** SUPPLIED RECORDS follows **
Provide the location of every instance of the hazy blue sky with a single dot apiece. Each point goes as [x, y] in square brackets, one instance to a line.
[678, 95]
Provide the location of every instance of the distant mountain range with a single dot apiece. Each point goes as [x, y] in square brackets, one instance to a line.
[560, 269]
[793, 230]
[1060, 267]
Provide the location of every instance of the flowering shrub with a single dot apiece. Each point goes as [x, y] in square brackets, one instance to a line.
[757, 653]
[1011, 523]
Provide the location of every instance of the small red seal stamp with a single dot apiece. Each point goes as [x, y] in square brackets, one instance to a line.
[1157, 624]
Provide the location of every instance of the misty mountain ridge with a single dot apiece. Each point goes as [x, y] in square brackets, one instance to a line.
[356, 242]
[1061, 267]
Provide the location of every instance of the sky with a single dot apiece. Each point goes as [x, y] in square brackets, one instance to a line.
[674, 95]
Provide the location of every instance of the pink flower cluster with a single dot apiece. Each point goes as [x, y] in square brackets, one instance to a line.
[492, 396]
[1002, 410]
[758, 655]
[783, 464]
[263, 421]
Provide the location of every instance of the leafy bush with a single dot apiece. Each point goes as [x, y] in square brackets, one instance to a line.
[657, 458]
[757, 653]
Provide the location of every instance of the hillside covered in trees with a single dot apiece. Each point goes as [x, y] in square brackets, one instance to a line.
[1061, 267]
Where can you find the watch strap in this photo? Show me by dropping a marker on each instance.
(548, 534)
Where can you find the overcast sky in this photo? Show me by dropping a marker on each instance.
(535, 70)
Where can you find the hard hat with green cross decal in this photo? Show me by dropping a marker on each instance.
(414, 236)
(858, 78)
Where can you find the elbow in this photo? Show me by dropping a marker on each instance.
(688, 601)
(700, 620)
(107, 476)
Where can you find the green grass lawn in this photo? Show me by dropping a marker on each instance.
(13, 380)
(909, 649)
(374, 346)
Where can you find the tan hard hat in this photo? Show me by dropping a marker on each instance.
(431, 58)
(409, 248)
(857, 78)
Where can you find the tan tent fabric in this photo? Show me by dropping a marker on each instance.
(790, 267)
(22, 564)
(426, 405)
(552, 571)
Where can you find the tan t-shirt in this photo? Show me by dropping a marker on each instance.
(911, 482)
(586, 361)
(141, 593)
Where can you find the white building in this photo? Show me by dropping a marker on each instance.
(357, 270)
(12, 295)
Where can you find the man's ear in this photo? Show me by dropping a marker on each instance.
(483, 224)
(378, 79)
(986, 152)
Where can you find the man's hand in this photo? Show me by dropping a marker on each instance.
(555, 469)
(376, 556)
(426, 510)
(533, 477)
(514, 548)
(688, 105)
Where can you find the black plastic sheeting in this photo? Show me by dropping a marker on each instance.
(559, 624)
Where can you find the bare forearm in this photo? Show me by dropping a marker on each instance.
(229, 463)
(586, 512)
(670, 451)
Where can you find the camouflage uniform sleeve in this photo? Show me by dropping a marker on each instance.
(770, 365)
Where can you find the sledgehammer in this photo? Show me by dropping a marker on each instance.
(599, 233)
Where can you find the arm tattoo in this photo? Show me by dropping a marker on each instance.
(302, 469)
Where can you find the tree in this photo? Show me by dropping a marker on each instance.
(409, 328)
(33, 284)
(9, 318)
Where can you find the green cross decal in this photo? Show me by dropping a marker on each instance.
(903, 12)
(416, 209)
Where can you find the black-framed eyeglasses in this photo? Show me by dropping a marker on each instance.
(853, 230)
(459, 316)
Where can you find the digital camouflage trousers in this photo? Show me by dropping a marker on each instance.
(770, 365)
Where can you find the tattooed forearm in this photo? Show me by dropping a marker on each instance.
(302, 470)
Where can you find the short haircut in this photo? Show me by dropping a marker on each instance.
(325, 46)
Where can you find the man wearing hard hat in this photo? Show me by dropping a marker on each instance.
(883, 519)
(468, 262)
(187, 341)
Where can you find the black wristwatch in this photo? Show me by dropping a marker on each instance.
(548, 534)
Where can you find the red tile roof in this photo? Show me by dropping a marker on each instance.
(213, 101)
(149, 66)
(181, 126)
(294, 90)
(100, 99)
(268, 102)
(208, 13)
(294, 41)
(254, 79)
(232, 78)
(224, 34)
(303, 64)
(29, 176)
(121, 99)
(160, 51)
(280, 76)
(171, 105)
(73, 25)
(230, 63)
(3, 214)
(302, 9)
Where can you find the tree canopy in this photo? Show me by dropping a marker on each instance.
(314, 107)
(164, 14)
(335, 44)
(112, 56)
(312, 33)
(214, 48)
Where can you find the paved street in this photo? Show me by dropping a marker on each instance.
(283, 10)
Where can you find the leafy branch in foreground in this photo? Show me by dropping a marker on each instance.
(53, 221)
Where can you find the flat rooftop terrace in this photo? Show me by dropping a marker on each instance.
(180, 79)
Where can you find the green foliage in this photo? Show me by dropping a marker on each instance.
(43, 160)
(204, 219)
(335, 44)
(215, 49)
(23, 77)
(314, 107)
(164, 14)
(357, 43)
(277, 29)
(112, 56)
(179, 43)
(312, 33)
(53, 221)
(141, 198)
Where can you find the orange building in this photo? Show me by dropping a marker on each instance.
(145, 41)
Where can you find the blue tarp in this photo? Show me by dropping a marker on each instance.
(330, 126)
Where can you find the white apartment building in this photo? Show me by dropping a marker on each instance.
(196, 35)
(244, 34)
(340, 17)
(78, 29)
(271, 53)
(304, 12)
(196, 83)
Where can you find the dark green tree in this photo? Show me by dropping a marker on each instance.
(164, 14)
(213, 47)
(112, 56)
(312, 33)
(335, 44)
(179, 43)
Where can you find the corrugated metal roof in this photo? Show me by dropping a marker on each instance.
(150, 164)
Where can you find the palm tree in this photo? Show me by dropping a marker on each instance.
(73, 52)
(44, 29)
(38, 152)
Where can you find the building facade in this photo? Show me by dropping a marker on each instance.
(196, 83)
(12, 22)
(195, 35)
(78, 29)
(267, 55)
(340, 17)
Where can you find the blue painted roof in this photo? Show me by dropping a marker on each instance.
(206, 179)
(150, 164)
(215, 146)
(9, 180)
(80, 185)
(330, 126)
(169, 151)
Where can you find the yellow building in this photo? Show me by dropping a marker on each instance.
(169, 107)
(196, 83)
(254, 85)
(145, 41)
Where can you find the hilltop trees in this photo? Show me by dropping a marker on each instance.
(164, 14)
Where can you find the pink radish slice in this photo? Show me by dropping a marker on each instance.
** End of SUPPLIED RECORDS **
** SUPPLIED RECORDS follows **
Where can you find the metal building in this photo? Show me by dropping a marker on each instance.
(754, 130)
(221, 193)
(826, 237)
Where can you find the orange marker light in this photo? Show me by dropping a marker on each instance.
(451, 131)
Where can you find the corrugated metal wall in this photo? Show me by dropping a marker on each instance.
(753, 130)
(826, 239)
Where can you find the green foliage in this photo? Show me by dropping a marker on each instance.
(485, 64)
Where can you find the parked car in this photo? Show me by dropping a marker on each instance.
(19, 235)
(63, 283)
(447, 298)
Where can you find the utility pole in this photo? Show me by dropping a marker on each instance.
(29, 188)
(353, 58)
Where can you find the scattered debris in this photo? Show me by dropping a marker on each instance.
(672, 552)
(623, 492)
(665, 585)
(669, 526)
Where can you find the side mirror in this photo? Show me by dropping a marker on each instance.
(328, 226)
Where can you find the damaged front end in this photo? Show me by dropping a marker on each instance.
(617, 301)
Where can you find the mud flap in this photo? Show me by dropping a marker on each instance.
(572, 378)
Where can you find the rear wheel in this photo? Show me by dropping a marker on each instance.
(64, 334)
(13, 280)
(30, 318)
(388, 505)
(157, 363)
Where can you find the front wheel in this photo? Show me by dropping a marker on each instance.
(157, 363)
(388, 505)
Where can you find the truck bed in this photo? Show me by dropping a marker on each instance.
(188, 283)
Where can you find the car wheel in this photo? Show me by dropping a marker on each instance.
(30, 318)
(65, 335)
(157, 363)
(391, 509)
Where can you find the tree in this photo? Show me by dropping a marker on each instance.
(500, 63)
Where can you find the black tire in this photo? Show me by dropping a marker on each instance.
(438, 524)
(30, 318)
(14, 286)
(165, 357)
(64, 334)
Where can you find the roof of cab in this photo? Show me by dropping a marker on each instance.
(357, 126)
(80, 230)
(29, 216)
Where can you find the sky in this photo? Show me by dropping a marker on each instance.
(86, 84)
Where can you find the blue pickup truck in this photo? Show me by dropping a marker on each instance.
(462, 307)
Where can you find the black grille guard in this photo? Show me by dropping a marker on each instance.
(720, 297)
** End of SUPPLIED RECORDS **
** SUPPLIED RECORDS follows **
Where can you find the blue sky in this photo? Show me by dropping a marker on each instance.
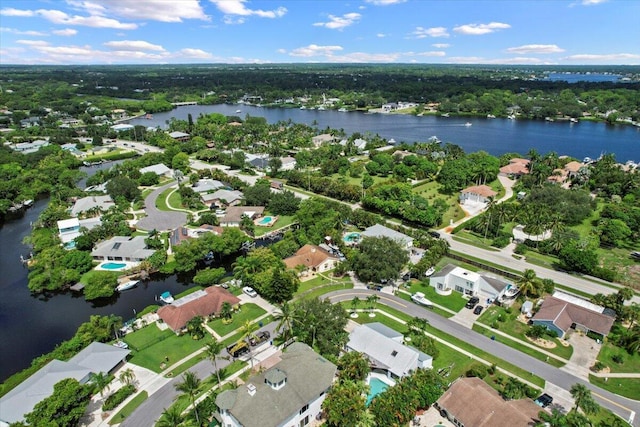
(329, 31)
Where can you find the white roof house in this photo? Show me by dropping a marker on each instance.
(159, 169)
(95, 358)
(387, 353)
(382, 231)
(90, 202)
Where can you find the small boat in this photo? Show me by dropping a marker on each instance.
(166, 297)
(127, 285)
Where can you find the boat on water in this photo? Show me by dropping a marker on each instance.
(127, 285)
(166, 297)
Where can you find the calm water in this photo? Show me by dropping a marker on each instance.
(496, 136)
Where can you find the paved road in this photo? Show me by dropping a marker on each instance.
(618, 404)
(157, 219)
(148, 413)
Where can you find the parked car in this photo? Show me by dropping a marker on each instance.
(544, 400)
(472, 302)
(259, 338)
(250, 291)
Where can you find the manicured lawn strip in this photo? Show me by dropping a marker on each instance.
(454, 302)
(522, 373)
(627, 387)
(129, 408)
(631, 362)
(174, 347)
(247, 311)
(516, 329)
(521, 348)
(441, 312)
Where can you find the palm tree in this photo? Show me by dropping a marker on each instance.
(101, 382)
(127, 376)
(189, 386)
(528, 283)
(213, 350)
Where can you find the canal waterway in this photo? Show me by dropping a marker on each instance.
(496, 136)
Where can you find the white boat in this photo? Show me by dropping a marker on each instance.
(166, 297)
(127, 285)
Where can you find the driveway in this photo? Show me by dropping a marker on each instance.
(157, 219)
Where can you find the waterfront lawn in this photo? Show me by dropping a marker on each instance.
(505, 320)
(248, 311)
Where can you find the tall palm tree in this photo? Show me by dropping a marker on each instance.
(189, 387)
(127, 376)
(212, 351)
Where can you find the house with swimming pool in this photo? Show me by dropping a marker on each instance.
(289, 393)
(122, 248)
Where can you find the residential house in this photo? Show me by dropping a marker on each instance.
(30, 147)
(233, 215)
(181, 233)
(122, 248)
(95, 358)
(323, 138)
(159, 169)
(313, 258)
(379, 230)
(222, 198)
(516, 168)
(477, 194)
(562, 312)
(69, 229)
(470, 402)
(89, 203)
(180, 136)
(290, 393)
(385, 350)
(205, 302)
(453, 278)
** End of SUPPLIED RECORDS **
YOUR INSTRUCTIONS
Give back exactly the lines above, from the line containing "Where can you find the hilltop" through the line containing "Where can you find the pink", with both end lines and nothing more.

COMPLETED EXERCISE
Where can you find the hilltop trees in this photo? Show me by dropping a marker on each instance.
(164, 14)
Where can you find the pink radish slice in this photo? Show me by dropping a marker on each instance.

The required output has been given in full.